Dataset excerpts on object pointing
● ● ● ● ●

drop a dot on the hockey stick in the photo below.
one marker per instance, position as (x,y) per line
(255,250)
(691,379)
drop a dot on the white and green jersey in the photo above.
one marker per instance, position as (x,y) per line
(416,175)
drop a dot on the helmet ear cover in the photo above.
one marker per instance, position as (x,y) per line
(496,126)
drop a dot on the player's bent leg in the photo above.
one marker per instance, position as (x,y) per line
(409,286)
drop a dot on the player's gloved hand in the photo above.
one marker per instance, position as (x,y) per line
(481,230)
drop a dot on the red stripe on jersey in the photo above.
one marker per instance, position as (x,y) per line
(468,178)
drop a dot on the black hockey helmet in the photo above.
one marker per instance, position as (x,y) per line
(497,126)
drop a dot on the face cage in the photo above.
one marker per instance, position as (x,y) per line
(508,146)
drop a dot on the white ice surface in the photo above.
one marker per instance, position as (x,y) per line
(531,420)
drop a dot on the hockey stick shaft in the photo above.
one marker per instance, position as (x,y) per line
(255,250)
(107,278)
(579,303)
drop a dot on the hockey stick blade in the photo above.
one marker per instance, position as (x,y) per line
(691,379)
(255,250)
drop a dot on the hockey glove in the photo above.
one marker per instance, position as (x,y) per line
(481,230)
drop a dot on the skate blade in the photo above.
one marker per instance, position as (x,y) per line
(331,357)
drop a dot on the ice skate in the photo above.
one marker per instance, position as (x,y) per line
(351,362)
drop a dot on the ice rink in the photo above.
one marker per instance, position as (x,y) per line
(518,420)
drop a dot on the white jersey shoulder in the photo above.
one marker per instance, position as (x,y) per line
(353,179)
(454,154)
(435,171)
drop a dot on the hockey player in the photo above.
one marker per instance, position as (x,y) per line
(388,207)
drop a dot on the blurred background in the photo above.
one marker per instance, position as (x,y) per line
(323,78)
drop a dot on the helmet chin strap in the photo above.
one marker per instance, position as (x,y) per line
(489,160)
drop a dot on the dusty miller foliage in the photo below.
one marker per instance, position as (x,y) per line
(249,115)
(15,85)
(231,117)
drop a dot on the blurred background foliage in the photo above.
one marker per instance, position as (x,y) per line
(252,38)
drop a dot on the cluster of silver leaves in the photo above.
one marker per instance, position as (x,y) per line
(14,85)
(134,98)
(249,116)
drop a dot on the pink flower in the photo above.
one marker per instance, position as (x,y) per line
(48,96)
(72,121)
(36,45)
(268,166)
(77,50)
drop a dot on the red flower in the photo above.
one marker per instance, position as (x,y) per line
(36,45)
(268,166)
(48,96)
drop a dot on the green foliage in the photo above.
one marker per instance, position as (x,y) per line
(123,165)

● ● ● ● ●

## GOAL
Locate "drop a dot on the blurred background in" in the data above. Then repeat, exactly, its line and each line after it through the last, adding nothing.

## EXERCISE ANSWER
drop a dot on the blurred background in the photo above.
one marker per instance, position as (x,y) per line
(323,78)
drop a dot on the helmet chin strap in the photo above.
one marker per instance, position as (x,y) per line
(489,160)
drop a dot on the dusty miller foliage in the photo below.
one marker per instance, position as (x,y) per line
(249,115)
(15,85)
(231,117)
drop a dot on the blurred background foliage in the photo above.
one marker per instance, position as (x,y) per line
(252,38)
drop a dot on the cluster of silver leaves in the photo above.
one marker per instance, position as (x,y) per line
(14,85)
(134,98)
(249,116)
drop a dot on the pink flower in the photo above.
one marker per instance, position as (x,y) per line
(48,96)
(72,121)
(36,45)
(268,166)
(77,50)
drop a dot on the red flower in the photo above.
one marker per instance, position as (x,y) per line
(36,45)
(268,166)
(48,96)
drop a dot on the green foliage in the photo above.
one marker per instance, position as (x,y) per line
(123,165)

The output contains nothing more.